Records from a data collection:
----
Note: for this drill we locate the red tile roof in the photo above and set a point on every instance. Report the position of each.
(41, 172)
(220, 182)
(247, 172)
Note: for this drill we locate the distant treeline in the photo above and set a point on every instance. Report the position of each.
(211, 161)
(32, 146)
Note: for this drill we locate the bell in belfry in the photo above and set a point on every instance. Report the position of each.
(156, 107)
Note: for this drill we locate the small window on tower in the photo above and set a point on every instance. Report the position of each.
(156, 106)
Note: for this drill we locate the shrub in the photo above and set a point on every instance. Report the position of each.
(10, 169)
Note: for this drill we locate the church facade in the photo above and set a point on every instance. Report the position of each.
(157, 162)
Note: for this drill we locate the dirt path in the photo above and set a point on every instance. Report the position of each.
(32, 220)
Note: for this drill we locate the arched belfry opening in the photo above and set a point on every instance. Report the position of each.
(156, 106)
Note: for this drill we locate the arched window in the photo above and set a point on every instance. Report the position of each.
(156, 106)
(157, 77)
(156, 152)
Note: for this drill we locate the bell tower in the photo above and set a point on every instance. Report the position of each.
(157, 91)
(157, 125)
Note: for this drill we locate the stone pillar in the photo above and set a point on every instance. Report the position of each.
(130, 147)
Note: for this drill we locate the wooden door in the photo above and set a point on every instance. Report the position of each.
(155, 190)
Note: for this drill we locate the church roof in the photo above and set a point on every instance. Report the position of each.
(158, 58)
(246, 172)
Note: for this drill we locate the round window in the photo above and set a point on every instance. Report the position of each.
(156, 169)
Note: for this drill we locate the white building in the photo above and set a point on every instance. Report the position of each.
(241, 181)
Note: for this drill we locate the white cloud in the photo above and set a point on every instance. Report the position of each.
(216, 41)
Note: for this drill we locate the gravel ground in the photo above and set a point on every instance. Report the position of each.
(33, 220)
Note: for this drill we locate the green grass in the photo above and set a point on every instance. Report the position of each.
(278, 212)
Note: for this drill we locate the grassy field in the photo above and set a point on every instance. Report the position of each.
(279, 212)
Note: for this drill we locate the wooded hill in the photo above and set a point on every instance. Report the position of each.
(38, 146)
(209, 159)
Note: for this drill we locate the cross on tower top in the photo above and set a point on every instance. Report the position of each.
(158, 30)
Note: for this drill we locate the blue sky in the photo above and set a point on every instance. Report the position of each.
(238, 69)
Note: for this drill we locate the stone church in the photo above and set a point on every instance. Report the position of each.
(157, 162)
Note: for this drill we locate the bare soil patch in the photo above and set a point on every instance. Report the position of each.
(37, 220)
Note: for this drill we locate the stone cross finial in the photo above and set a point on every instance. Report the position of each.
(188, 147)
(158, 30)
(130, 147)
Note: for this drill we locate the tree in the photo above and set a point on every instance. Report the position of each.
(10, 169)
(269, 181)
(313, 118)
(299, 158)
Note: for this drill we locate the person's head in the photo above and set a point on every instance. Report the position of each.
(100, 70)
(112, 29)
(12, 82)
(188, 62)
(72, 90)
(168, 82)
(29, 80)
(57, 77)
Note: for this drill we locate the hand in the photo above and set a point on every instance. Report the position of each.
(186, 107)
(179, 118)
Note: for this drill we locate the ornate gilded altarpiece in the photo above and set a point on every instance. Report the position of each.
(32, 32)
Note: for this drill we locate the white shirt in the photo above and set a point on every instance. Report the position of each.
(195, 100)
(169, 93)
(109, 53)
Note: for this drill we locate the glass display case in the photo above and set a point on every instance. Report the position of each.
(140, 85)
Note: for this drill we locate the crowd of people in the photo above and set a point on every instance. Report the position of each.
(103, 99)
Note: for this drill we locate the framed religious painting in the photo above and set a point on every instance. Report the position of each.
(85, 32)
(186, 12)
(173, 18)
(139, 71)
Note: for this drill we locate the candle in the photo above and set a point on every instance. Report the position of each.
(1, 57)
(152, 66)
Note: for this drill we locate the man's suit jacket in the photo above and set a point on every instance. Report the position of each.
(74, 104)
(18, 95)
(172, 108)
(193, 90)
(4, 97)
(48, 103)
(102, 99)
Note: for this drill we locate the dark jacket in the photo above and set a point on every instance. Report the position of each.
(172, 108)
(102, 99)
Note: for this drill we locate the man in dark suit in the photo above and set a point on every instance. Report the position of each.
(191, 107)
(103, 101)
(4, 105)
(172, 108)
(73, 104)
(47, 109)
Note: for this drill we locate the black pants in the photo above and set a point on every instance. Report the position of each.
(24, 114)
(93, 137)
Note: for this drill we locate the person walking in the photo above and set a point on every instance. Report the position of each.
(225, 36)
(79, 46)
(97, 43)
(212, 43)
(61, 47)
----
Brief:
Copy each line exactly, beginning at the one with "Note: for this drill we locate the black" and stopping after the last line of the entries. Include nothing else.

Finished task:
Note: for this drill we locate the black pants in the photo above and set a point on every instance. Report the position of each.
(24, 114)
(93, 137)
Note: for this drill we locate the person walking in the photo above and set a point on every instance. Report the position of each.
(225, 36)
(79, 46)
(97, 43)
(212, 43)
(61, 47)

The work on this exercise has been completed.